Exercise description: In the records below, transcribe without any change the lines from the one containing "Flag the black" to the one containing "[[244, 194, 298, 327], [445, 226, 524, 360]]", including both.

Extracted entries:

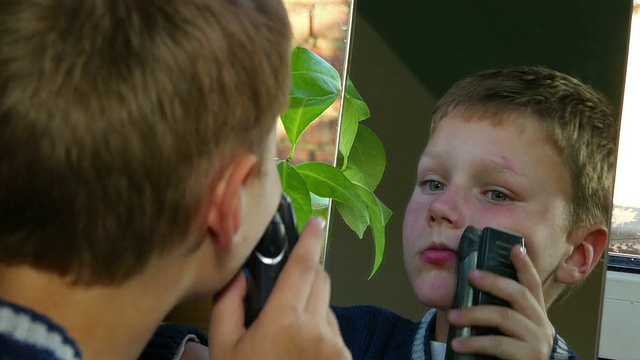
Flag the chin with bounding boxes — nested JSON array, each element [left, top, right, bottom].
[[411, 274, 456, 309]]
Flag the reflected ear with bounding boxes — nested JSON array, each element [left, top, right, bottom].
[[207, 153, 258, 252], [556, 225, 608, 285]]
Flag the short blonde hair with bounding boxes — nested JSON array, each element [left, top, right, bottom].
[[0, 0, 291, 284], [431, 67, 619, 229]]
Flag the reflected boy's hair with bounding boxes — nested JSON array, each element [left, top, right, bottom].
[[0, 0, 291, 284], [431, 67, 618, 230]]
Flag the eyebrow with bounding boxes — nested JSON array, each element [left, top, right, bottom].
[[422, 149, 522, 176]]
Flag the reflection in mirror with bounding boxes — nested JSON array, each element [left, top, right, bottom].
[[165, 0, 352, 332], [326, 0, 631, 359], [598, 0, 640, 359], [278, 0, 351, 164]]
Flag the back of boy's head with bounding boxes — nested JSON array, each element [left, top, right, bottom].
[[431, 67, 618, 230], [0, 0, 291, 284]]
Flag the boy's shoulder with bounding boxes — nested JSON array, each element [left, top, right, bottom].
[[332, 305, 419, 359], [0, 299, 82, 360]]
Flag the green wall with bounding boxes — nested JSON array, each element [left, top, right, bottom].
[[325, 0, 632, 359]]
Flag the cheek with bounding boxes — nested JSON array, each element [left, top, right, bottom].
[[402, 196, 427, 244]]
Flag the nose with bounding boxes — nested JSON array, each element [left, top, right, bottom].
[[427, 185, 465, 228]]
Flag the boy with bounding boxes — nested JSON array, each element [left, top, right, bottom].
[[0, 0, 350, 359], [335, 67, 618, 359]]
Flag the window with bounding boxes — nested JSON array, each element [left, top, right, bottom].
[[609, 0, 640, 272]]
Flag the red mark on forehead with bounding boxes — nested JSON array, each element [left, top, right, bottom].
[[500, 156, 518, 174]]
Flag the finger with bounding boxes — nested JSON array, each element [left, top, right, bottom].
[[307, 266, 331, 316], [265, 217, 326, 311], [327, 309, 344, 334], [209, 273, 247, 352]]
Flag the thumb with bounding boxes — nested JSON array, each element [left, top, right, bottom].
[[209, 272, 247, 352]]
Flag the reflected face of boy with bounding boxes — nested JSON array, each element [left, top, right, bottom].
[[403, 112, 571, 309]]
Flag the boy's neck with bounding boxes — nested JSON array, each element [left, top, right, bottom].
[[430, 309, 449, 343], [0, 266, 194, 359]]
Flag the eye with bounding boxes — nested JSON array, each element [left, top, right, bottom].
[[420, 180, 446, 192], [487, 190, 511, 202]]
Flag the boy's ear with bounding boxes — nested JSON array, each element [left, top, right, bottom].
[[556, 225, 608, 285], [207, 153, 258, 252]]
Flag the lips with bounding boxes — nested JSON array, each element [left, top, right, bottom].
[[420, 244, 458, 265]]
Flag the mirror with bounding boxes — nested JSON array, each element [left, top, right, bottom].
[[326, 0, 632, 359], [165, 0, 352, 332]]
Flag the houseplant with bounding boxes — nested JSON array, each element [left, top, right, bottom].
[[277, 46, 392, 277]]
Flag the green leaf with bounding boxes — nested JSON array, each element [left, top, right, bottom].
[[344, 125, 387, 191], [345, 78, 371, 121], [357, 186, 391, 279], [280, 95, 338, 147], [338, 98, 358, 162], [296, 161, 369, 218], [280, 47, 341, 147], [336, 202, 369, 239], [278, 161, 312, 231], [338, 79, 369, 166]]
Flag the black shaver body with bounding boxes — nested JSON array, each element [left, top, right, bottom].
[[244, 194, 298, 327], [445, 226, 524, 360]]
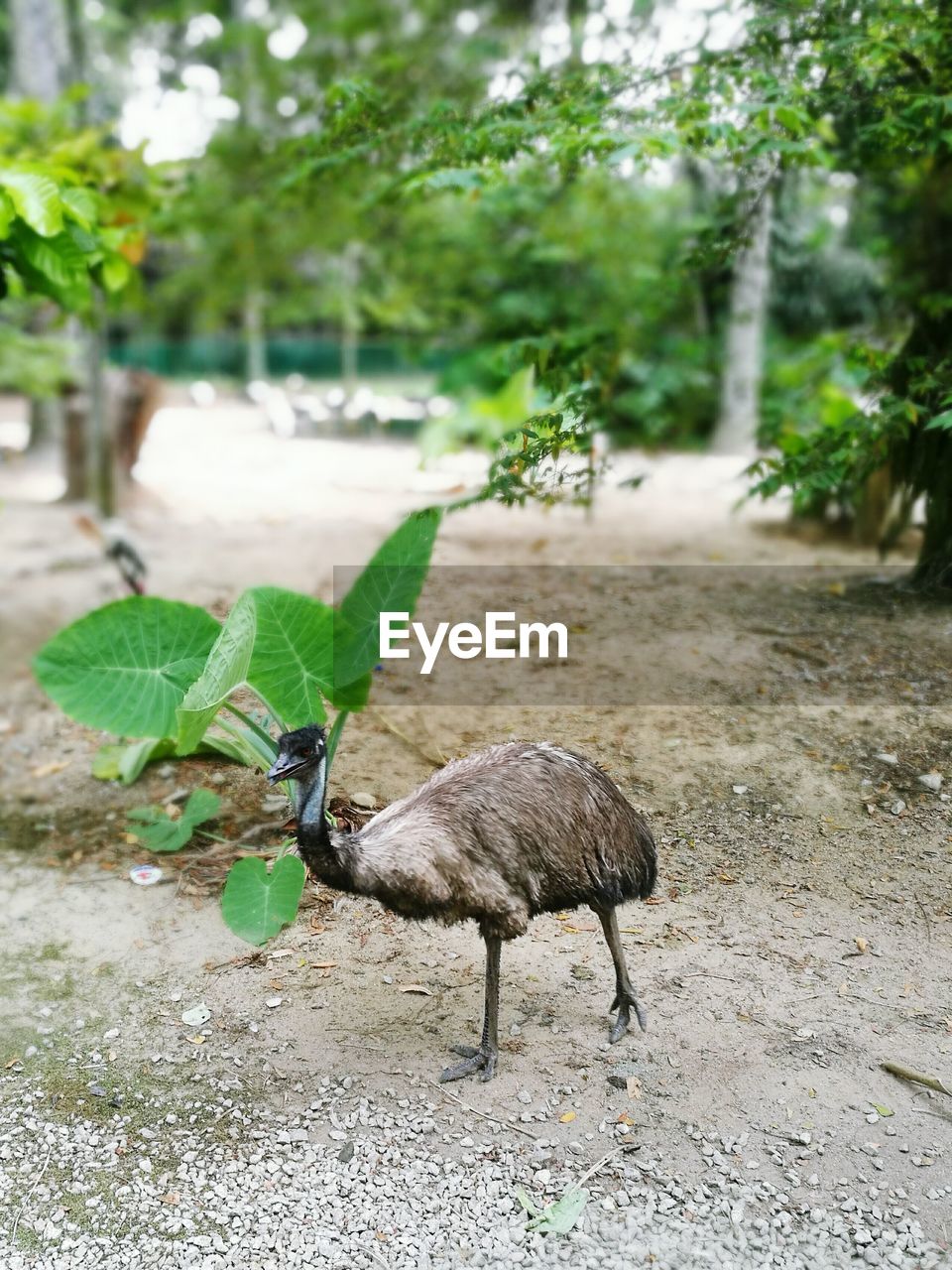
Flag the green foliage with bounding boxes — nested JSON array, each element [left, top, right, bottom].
[[33, 511, 439, 780], [128, 790, 221, 851], [334, 508, 440, 686], [33, 511, 440, 944], [0, 322, 69, 398], [33, 595, 218, 738], [0, 101, 151, 313], [221, 854, 305, 945]]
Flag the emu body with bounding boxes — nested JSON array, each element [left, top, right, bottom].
[[268, 725, 656, 1080]]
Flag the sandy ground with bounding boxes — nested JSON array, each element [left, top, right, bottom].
[[0, 405, 952, 1244]]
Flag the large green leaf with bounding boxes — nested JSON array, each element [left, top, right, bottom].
[[178, 590, 258, 754], [334, 508, 440, 686], [221, 856, 305, 944], [33, 595, 219, 736], [248, 586, 332, 727], [20, 234, 86, 289], [178, 586, 334, 754], [0, 168, 62, 237]]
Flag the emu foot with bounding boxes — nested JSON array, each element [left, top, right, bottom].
[[608, 992, 648, 1045], [439, 1045, 498, 1084]]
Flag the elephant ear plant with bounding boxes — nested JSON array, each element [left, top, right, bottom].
[[33, 509, 439, 944]]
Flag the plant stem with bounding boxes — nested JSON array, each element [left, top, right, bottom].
[[326, 710, 350, 771], [223, 701, 285, 750]]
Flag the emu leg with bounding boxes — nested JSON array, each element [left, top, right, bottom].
[[595, 908, 648, 1045], [439, 935, 503, 1080]]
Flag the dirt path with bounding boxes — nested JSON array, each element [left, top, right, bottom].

Answer to this problem:
Flag the black shaver body with bounding boxes — nested JSON array, each element [left, top, right, bottom].
[[244, 194, 298, 327], [445, 226, 524, 360]]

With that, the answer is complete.